- _THE PROBLEM_
Quote the records that follow in full and exactly; leave out the pictures.

- _Excerpts of pointing data_

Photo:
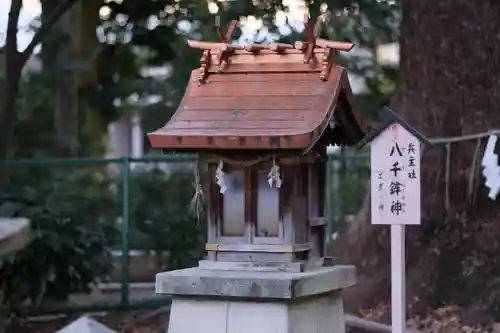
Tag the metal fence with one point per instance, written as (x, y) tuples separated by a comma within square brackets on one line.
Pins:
[(143, 203)]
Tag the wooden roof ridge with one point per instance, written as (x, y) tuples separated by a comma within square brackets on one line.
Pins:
[(314, 54)]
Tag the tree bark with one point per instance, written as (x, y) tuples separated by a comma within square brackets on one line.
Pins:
[(449, 85)]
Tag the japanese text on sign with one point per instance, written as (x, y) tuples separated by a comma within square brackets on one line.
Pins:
[(395, 177)]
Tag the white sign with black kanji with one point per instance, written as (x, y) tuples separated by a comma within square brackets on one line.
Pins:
[(395, 177)]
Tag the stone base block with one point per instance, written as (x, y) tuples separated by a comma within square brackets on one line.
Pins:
[(223, 301), (320, 314), (253, 284)]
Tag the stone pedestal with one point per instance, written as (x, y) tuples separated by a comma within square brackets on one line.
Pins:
[(218, 301)]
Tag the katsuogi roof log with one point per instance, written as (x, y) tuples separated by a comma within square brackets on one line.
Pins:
[(276, 96)]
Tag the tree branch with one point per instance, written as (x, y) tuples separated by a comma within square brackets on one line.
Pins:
[(51, 20)]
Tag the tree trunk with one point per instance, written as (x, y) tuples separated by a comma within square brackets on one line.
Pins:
[(449, 85)]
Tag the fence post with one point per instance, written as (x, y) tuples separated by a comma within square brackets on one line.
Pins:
[(333, 193), (329, 198), (125, 173)]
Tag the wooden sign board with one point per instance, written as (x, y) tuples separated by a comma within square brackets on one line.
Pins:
[(395, 177)]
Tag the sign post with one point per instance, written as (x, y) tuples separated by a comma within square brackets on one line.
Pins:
[(395, 154)]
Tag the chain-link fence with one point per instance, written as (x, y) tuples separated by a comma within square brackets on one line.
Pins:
[(121, 220)]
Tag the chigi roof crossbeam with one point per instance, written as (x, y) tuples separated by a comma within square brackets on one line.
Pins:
[(315, 53)]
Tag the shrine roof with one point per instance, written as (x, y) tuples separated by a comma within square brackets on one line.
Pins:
[(276, 96)]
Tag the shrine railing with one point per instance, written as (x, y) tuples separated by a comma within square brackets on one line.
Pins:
[(143, 213)]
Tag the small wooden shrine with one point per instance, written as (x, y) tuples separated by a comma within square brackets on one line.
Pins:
[(263, 116)]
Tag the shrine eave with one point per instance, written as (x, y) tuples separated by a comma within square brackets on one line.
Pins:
[(259, 111)]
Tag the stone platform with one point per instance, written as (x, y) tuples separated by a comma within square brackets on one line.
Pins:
[(214, 301)]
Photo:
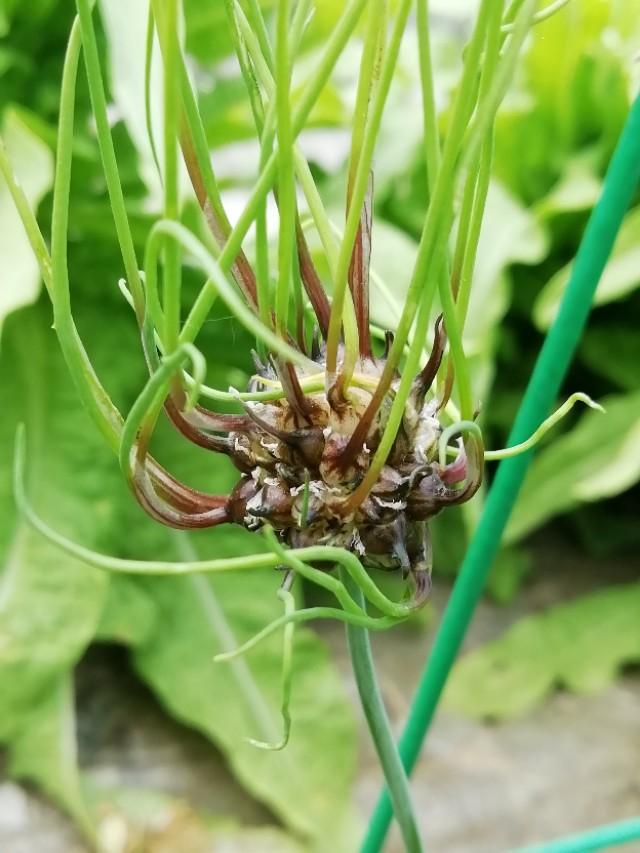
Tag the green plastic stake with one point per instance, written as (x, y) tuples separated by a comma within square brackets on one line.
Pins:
[(620, 183), (600, 838)]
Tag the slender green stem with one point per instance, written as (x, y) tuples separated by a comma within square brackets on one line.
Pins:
[(148, 63), (310, 94), (359, 190), (303, 172), (286, 184), (217, 282), (621, 182), (543, 429), (540, 16), (26, 214), (430, 116), (107, 152), (362, 620), (380, 728), (287, 675), (172, 268), (432, 249), (93, 395), (144, 412)]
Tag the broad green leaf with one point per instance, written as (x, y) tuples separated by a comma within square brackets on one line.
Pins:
[(305, 784), (49, 604), (581, 646), (510, 234), (44, 750), (621, 275), (125, 26), (577, 189), (32, 163), (165, 823), (613, 351), (596, 459)]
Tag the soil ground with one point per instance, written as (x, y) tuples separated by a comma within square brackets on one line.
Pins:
[(571, 764)]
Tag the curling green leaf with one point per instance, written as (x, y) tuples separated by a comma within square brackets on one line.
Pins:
[(228, 702), (32, 162), (598, 458), (580, 646)]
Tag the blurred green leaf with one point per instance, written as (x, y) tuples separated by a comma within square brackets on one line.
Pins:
[(32, 162), (44, 750), (578, 189), (581, 646), (597, 458), (199, 617), (613, 351), (621, 275)]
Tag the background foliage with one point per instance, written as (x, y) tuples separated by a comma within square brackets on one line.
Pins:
[(554, 136)]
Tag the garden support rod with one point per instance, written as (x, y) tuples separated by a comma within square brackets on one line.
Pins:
[(621, 181), (600, 838)]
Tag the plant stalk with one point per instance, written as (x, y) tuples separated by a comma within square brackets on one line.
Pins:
[(378, 722)]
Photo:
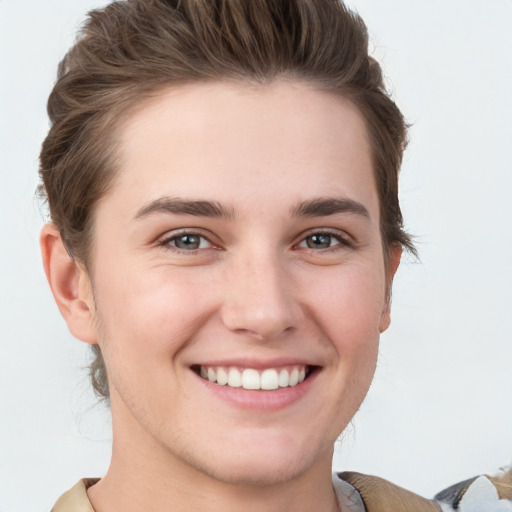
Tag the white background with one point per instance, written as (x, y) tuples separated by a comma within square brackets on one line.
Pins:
[(440, 409)]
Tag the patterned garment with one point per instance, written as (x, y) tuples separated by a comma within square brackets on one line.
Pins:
[(477, 494)]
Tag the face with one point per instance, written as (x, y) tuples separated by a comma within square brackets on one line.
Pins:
[(239, 249)]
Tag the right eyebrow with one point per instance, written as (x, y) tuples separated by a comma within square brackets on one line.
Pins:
[(185, 207)]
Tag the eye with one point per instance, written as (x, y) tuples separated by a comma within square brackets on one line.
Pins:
[(187, 242), (321, 241)]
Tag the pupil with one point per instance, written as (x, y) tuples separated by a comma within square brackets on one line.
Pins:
[(188, 242), (319, 241)]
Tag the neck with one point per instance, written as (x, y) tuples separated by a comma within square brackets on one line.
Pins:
[(144, 475), (136, 481)]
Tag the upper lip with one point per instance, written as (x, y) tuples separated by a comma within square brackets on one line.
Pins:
[(257, 364)]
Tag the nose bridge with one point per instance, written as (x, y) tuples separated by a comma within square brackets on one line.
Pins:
[(259, 297)]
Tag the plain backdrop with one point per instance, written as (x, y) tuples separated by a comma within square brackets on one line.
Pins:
[(440, 407)]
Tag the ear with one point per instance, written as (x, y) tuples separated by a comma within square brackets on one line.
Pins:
[(70, 285), (395, 253)]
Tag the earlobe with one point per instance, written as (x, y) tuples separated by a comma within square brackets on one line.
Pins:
[(70, 285), (395, 254)]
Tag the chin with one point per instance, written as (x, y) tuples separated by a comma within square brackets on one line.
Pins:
[(258, 464)]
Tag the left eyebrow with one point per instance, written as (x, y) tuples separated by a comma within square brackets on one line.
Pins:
[(185, 207), (323, 207)]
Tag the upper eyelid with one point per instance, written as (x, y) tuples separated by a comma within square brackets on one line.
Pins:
[(168, 236), (338, 233)]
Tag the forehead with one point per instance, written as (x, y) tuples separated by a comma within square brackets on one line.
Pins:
[(240, 144)]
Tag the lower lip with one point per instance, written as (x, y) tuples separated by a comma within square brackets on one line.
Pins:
[(259, 399)]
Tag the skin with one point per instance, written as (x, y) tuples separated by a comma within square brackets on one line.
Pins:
[(258, 289)]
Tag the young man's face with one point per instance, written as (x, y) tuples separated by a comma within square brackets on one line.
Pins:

- _FULL ANSWER_
Photo:
Tag the metal fence with one point per instance, written as (x, y) tuples separated by a comma within square brackets on one line.
Pins:
[(143, 203)]
Tag the wooden roof ridge with one point per instance, written as (x, y) tuples separated by a comma within square brackets on one line.
Pins:
[(314, 54)]
Tag the tree bark with one point per instance, written as (x, y) tuples separated by a comma within square brackets on one line.
Pins:
[(449, 85)]
Tag the japanese text on sign with one point per instance, written as (x, y) tuples separated by a comma within square brackets on one line.
Pins:
[(395, 177)]
Tag the white sign with black kanji with one point per instance, written as (x, y) tuples separated by a comma within square brackets on one line.
Pins:
[(395, 177)]
Tag the stone base block with one point per instance, written as (x, y) tuples separated by a comma within square brackets on one line.
Pins:
[(223, 301), (320, 314), (253, 284)]
Tag the stone pedestal with one point per instance, written as (x, y) tuples separated by a comma within square brackets on one line.
Pins:
[(218, 301)]
Tag the katsuogi roof log with one point per instance, written as (x, y) tuples separated by a comma within square brackets on one line.
Pins:
[(276, 96)]
Tag the tree branch with one point per instance, written as (x, y) tuples separated by a comma within square brackets on one line.
Pins:
[(51, 20)]
Tag the tree trunk with one point per instance, written as (x, y) tuples separated by a comma within square brackets on one line.
Pins:
[(449, 85)]
Tag the fence post with one point per instance, written as (x, y) tuples separated by a comma within square brackets on one line.
Pins:
[(333, 193), (329, 198), (125, 173)]
Tag the wooden sign board with one point per instance, written as (x, y) tuples separated by a comma within square brackets on one line.
Pins:
[(395, 177)]
Tag the sign post with one point per instance, written as (x, y) tuples separated by a comma within square brackets on one line.
Pins:
[(395, 154)]
Tag the chain-link fence with one point per instance, written as (x, y) tuples separated by a comma within square brackets on one line.
Pins:
[(121, 220)]
Tag the chigi roof crossbeam with one point per instance, written as (x, y) tuples separated by a comma within square brackets on one line.
Pins:
[(315, 53)]
Tag the shrine roof with one point per instance, written as (x, y) tuples separated by a comma within square brackets on one line.
Pins:
[(276, 96)]
Tag the shrine railing with one point per instance, written as (x, y) tuples separated by a comma within square brackets on one line.
Pins:
[(143, 213)]
Tag the small wooden shrine with one point per instance, written as (x, y) tuples separated by a comma within square brackets on one line.
Pins:
[(263, 116)]
Tag the shrine eave with one point per instance, written as (x, y) tuples separated by a comma within square brackets on one line.
Pins:
[(259, 111)]
Tag the stone platform with one point per instance, written as (x, y) tuples separated by a comma within square brackets on one line.
Pins:
[(214, 301)]
Photo:
Tag the green plastic stake with one point per instance, written as (x, y) tuples separated by a comma within square brackets on one line.
Pins:
[(620, 183), (600, 838)]
Tag the slender green stem with one point per instance, written as (x, y) tuples separated by a comma within square brackets on one line.
Pins:
[(148, 63), (310, 94), (359, 190), (303, 172), (286, 184), (217, 282), (621, 182), (543, 429), (540, 16), (26, 214), (430, 116), (107, 152), (362, 620), (380, 728), (287, 675), (172, 268), (432, 249), (93, 395), (144, 412)]
Tag the broad green leaf with one point per instance, written as (x, y) tuples separated by a comma within square brackets on one line.
Pins:
[(305, 784), (49, 604), (581, 646), (510, 234), (44, 750), (621, 275), (125, 26), (577, 189), (32, 163), (165, 823), (613, 351), (596, 459)]
Tag the soil ground with one point per instance, written as (x, y) tuples separated by a comma within square brackets on one line.
Pins:
[(571, 764)]
Tag the curling green leaf with one point per instance, written as (x, y) tuples separated by a comma within square brackets on one line.
Pins:
[(228, 702), (32, 162), (598, 458), (580, 646)]
Tag the blurred green leaf with one point per instance, written as (x, y) tuples separated by a comma within square brackets on one line.
Pins:
[(32, 162), (44, 750), (578, 189), (581, 646), (597, 458), (199, 617), (613, 351), (621, 275)]
Tag the background foliage with one point per instance, written as (x, y) tuples separated by a comma within square brackets on one line.
Pins:
[(554, 136)]
Tag the garden support rod with one point per instance, written as (x, y) tuples separated by a comma within square brackets on one line.
Pins:
[(621, 181), (600, 838)]
Tag the plant stalk with one point per instance, written as (x, y) tuples separated by a comma within square brackets on one line.
Pins:
[(378, 722)]
Photo:
Tag the white background with one point per instance, written as (x, y) tuples separated by a comma within square brackets on one line.
Pins:
[(440, 409)]
Tag the patterned garment with one point per instance, written as (x, y) tuples separated by a comma within square brackets on one line.
Pins:
[(477, 494)]
Tag the face with one point per instance, written as (x, y) tuples separated by a comma within square brackets on one line.
Pins:
[(239, 249)]
Tag the right eyebrow with one point per instance, written as (x, y) tuples separated by a comma within square brackets on one line.
Pins:
[(185, 207)]
Tag the eye with one point per instance, written as (x, y) tuples separated by a comma within square brackets on one line.
Pins:
[(187, 242), (321, 241)]
Tag the pupil with one point per instance, written as (x, y) tuples separated by a comma within square brackets on one line.
Pins:
[(188, 242), (319, 241)]
Tag the neck with one point per instance, written as (x, y) tuples separated by a comma within square brackets on one line.
Pins:
[(144, 475), (136, 481)]
Tag the upper lip with one point per instance, written as (x, y) tuples separated by a comma within square brackets on one line.
Pins:
[(257, 364)]
Tag the nose bridge with one point per instance, written as (x, y) tuples separated by a comma within square brackets on one line.
Pins:
[(259, 297)]
Tag the plain backdrop with one point per instance, written as (x, y) tuples separated by a comma within square brackets on one line.
Pins:
[(440, 407)]
Tag the ear with one point per instance, written as (x, y) tuples separated by a comma within square brackets on one line.
Pins:
[(70, 285), (395, 253)]
Tag the earlobe with one point per instance, written as (x, y) tuples separated by a comma within square brackets on one line.
Pins:
[(70, 285), (395, 254)]
Tag the chin with one point per instance, written as (x, y) tuples separated by a comma within square brackets on one line.
Pins:
[(258, 464)]
Tag the left eyebrow with one point per instance, written as (x, y) tuples separated by a comma within square brackets on one line.
Pins:
[(185, 207), (323, 207)]
Tag the upper eyelid with one point per instance, written as (x, y) tuples separated by a comma within square brackets on one line.
Pins:
[(168, 236), (338, 233)]
Tag the forehead with one point per instance, written as (x, y) tuples separated by a comma within square brackets on one line.
Pins:
[(240, 144)]
Tag the lower lip with one point per instance, written as (x, y) tuples separated by a comma within square brackets on one line.
Pins:
[(259, 399)]
Tag the skin with one point per instance, written as (x, y) tuples separated by a comma within square brackets on one line.
Pins:
[(258, 289)]
Tag the young man's face with one point per instance, written as (x, y) tuples separated by a comma within square brackets on one line.
Pins:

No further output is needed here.